◆ **Problem details**:
Retype only the stretch of lines that starts with the line containing "positive clicks: (556, 646) (552, 679)" and ends with the last line of the records, both included, exactly.

◆ **Material provided**:
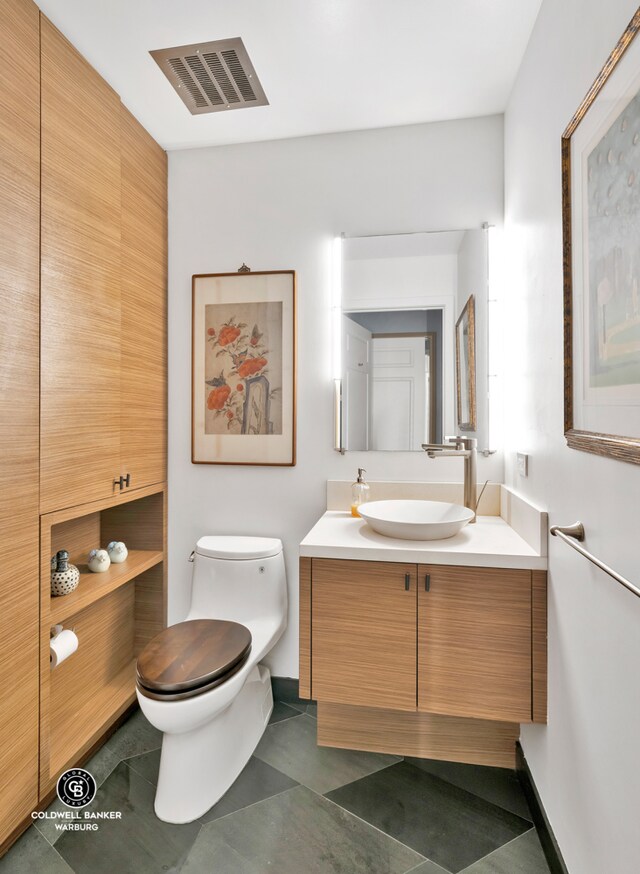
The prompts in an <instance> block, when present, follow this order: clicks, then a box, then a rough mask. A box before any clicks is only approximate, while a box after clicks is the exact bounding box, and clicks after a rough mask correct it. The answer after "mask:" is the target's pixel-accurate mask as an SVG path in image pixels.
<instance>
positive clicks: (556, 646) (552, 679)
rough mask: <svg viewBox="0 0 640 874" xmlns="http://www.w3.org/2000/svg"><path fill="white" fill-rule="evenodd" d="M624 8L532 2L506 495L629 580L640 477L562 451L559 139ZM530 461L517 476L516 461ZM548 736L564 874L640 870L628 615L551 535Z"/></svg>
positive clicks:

◆ **Your solution**:
positive clicks: (556, 646) (552, 679)
rough mask: <svg viewBox="0 0 640 874" xmlns="http://www.w3.org/2000/svg"><path fill="white" fill-rule="evenodd" d="M624 8L532 2L506 495L629 580L640 477L562 451L559 139ZM530 461L517 476L516 461ZM548 736L564 874L640 870L628 615L551 535Z"/></svg>
positive clicks:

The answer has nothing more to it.